• _The data_
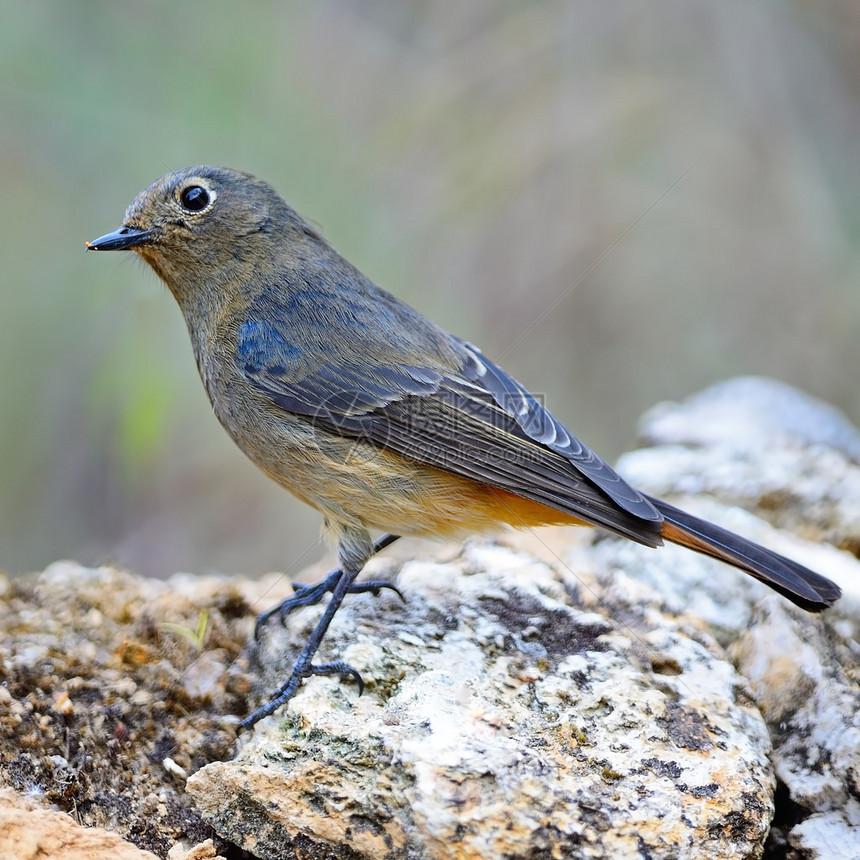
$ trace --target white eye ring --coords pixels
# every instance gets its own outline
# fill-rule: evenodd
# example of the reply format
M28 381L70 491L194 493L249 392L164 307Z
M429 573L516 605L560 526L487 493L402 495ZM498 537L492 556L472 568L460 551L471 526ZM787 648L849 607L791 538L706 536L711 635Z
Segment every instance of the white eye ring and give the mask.
M208 209L217 195L200 179L191 179L177 193L176 199L184 212L199 215Z

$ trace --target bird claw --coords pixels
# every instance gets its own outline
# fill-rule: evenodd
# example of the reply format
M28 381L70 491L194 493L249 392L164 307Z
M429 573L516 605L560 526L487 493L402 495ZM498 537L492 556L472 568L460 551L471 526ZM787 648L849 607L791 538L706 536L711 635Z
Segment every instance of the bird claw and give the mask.
M332 575L327 576L320 582L314 582L311 585L294 582L293 591L295 594L284 600L278 607L281 621L283 622L293 609L297 609L300 606L313 606L315 603L319 603L320 600L322 600L323 595L326 592L332 591L335 585L337 585L337 577ZM393 591L404 603L406 602L403 592L396 585L387 582L384 579L368 579L365 582L356 582L346 590L346 593L370 593L374 597L379 597L379 592L382 591L383 588Z
M374 555L380 550L385 549L385 547L391 546L396 540L399 540L397 535L382 535L382 537L374 541L370 555ZM293 609L319 603L325 594L331 592L331 600L323 610L322 616L308 637L308 641L305 643L305 647L302 649L298 660L293 665L293 671L289 679L274 692L272 698L265 705L257 708L257 710L242 720L237 727L237 731L243 732L253 728L260 720L275 713L281 705L289 702L298 691L302 681L311 675L338 675L343 679L352 678L358 684L358 695L360 696L364 692L364 681L361 675L348 663L344 663L343 660L335 660L331 663L320 663L318 665L311 663L320 646L320 642L322 642L326 634L326 630L328 630L331 620L334 618L343 598L347 594L370 592L373 595L378 595L383 588L388 588L405 602L400 589L385 580L371 579L367 582L357 583L355 578L358 572L358 570L344 567L342 570L333 570L320 582L311 585L294 584L293 590L295 594L292 597L287 598L268 612L263 612L257 616L257 623L254 627L254 639L259 641L263 626L273 615L278 615L283 623L286 616Z
M281 601L277 606L273 606L271 609L261 612L257 616L257 621L254 625L254 640L257 642L260 641L263 627L268 623L272 616L277 615L280 618L281 624L286 624L287 616L294 609L300 609L303 606L314 606L319 603L326 594L334 591L339 578L340 571L336 570L333 573L330 573L325 579L309 585L294 582L293 591L295 593L292 597L288 597L286 600ZM386 582L383 579L371 579L367 582L356 582L347 589L346 593L369 593L374 597L378 597L383 588L393 591L404 603L406 602L403 592L401 592L396 585L392 585L392 583Z
M302 681L304 681L305 678L310 678L312 675L320 675L323 677L328 675L337 675L342 680L352 678L355 683L358 684L358 695L360 696L364 693L364 680L361 675L359 675L358 670L354 669L349 665L349 663L345 663L343 660L335 660L332 663L319 663L317 665L308 663L304 666L297 663L293 666L293 671L290 674L289 680L279 690L275 691L272 698L265 705L262 705L245 717L245 719L236 727L236 731L238 733L246 731L247 729L253 728L253 726L264 717L271 716L278 708L281 707L281 705L288 702L296 694Z
M304 677L311 675L338 675L341 680L352 678L358 684L358 695L364 692L364 681L357 669L353 669L349 663L344 663L343 660L335 660L333 663L320 663L317 666L311 665L305 670L307 674Z

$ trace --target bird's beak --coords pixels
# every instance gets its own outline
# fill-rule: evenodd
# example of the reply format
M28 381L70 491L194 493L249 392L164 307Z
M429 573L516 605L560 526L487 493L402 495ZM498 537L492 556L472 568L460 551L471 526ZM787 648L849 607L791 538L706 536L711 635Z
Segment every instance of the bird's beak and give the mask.
M135 245L146 245L158 230L138 230L134 227L120 227L113 233L100 236L87 242L88 251L127 251Z

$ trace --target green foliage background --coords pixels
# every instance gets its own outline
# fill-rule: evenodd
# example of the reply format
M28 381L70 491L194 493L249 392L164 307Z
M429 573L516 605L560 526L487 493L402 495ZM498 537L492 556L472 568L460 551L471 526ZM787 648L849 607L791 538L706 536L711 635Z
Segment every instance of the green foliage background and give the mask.
M734 374L860 419L855 0L0 13L6 569L320 553L316 515L217 426L155 276L84 255L188 164L267 179L608 457Z

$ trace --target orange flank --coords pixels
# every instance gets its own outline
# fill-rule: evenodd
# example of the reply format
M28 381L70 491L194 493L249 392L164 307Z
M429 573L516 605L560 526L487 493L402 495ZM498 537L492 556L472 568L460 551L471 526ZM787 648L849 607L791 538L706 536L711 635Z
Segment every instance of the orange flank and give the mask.
M431 468L423 467L422 489L427 491L427 495L419 502L420 510L416 512L419 516L412 520L412 527L404 529L408 534L457 540L474 534L498 532L501 523L517 529L591 525L540 502L440 469L432 469L437 480L433 482L435 486L428 487L426 478ZM420 531L416 531L415 524L420 524Z

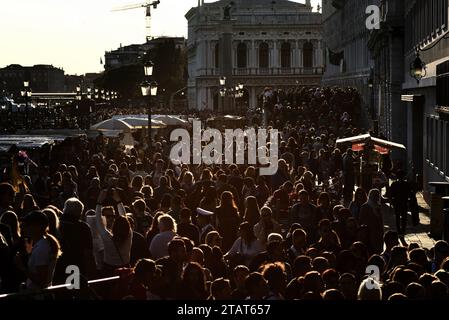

• _The problem_
Which lines of the data contain the word "pixels"? Copy each one.

• _Task output_
$ trace --target white eye ring --coords pixels
$ trace --target bird claw --coords pixels
$ trace --target bird's beak --coords pixels
$ trace --target green foliage background --coords pixels
$ trace --target orange flank --coords pixels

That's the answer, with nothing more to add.